— start RECORDS SUPPLIED —
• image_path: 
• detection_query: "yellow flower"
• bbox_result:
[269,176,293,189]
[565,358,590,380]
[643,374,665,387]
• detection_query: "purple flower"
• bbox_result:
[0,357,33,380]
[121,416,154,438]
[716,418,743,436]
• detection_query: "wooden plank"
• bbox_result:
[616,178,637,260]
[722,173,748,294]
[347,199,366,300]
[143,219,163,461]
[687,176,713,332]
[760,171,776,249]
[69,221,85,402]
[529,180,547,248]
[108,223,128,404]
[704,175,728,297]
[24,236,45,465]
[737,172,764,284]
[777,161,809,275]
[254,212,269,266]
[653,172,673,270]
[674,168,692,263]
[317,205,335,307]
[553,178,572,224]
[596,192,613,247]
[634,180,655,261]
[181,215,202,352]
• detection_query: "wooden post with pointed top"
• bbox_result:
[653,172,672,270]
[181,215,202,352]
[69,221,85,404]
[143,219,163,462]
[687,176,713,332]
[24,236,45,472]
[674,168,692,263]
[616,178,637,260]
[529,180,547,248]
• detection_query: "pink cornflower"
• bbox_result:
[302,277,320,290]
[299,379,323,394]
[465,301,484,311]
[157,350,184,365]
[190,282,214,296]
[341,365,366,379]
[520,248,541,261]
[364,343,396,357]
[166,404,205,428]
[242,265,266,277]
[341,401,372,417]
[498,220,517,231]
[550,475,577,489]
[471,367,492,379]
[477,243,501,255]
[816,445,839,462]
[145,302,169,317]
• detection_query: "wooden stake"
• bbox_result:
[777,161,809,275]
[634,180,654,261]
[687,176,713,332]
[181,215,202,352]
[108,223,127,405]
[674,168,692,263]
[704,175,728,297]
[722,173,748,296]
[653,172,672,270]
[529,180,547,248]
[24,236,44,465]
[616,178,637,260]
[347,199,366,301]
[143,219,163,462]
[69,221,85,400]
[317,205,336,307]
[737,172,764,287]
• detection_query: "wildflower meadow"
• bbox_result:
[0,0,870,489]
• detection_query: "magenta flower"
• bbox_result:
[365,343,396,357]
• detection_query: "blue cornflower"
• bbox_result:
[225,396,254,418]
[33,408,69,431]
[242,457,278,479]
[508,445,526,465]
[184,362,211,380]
— end RECORDS SUPPLIED —
### TASK INSTRUCTIONS
Reproduce the listing word for word, from its first line through the line containing "[716,418,743,436]", both ends included.

### TASK RESULT
• image_path: 
• detection_query: "yellow flower"
• bbox_result:
[269,176,293,189]
[565,358,590,380]
[643,374,665,387]
• detection_query: "purple flower"
• bbox_result:
[0,357,33,380]
[121,416,154,438]
[716,418,743,436]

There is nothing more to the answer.